# START OF Extracted records

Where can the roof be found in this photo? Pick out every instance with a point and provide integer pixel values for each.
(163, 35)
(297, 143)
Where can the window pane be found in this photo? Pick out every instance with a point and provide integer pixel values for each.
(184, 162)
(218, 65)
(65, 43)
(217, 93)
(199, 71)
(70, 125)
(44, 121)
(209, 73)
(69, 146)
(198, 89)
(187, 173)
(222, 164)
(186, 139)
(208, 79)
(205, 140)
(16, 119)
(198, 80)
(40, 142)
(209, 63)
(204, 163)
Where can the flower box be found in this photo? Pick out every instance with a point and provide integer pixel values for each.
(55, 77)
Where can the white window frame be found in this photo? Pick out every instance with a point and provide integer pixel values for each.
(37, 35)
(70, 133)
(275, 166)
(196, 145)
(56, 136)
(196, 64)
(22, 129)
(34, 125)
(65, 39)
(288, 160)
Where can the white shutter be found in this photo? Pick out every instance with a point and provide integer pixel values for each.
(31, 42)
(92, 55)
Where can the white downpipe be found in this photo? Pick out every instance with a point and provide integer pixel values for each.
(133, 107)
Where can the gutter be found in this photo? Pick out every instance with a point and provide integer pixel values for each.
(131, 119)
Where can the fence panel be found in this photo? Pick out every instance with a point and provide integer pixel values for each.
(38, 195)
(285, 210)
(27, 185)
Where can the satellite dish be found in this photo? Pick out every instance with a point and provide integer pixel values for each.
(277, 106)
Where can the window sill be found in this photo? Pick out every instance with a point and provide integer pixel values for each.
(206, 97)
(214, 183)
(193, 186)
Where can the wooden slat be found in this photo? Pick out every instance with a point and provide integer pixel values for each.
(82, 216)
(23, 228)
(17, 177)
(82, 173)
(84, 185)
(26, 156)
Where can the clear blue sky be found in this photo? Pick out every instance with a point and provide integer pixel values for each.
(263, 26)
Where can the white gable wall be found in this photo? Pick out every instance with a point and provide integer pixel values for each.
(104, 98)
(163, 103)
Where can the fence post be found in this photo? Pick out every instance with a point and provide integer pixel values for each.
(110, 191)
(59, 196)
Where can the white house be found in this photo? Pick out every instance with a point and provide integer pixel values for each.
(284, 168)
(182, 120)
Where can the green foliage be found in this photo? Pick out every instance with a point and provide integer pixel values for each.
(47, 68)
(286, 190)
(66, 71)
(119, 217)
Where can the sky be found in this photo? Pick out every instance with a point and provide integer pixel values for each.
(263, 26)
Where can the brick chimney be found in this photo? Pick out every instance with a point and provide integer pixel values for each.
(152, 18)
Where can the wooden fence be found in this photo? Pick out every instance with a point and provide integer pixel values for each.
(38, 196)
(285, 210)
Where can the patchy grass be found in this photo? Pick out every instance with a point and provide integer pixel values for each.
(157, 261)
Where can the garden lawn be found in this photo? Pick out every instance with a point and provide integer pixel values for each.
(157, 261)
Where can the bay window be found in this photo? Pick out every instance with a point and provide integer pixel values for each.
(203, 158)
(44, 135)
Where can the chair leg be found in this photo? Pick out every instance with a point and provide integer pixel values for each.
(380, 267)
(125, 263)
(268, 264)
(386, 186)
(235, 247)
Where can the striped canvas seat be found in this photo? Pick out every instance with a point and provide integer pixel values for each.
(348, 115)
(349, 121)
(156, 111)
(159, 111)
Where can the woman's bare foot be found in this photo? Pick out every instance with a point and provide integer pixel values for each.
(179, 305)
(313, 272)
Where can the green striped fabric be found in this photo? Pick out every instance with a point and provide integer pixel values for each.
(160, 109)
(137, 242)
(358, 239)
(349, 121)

# END OF Extracted records

§ **What is asked**:
Send back exactly the lines from the line with "Where can the fence post" through the end of the records.

§ **Finished answer**:
Where can the fence post be found in this photo? Pick out every instance with a point and provide integer pixel values for each.
(110, 191)
(59, 196)
Where can the white house be found in this photo? Pick out every instance with a point and provide integer pixel values for each.
(284, 168)
(182, 120)
Where can the green foliage be found in this photo? Pick out every instance with a point and provide integer pixel values for each.
(47, 68)
(286, 190)
(66, 71)
(119, 217)
Where can the sky be found in this photo? Pick out every instance with a point and provide integer pixel values for each.
(263, 26)
Where can the brick chimney be found in this photo? Pick out every instance with a point and provide integer pixel values for each.
(152, 18)
Where can the wooden fence be found in this photo? Pick out every instance with a point and provide integer pixel values for each.
(38, 196)
(285, 210)
Where can the patchy grass be found in this photo? Pick out every instance with a point and provide integer pixel values for each.
(157, 261)
Where can the garden lawn be found in this photo? Pick out every instance with a point and provide integer pixel values for each.
(157, 261)
Where can the bay window be found in this photo? Pick out every instance with a point and provide integer pixel values for each.
(203, 158)
(44, 135)
Where can the chair leg be found in this photo? Pick out every instance with a point and provide integer pixel values for each.
(380, 267)
(125, 263)
(268, 264)
(386, 186)
(235, 247)
Where can the striped canvas seat be found in this photo? Pick out every instance with a point and provide integer pixel values for each.
(348, 115)
(349, 121)
(156, 111)
(159, 111)
Where can the woman's bare foot be found in this photo? Pick out every instance with a point and provide integer pixel values for each.
(179, 305)
(313, 272)
Where can the green striped fabric be found in this photo? Pick out every instance with a point and provide integer pixel values for each.
(160, 109)
(137, 242)
(358, 239)
(349, 121)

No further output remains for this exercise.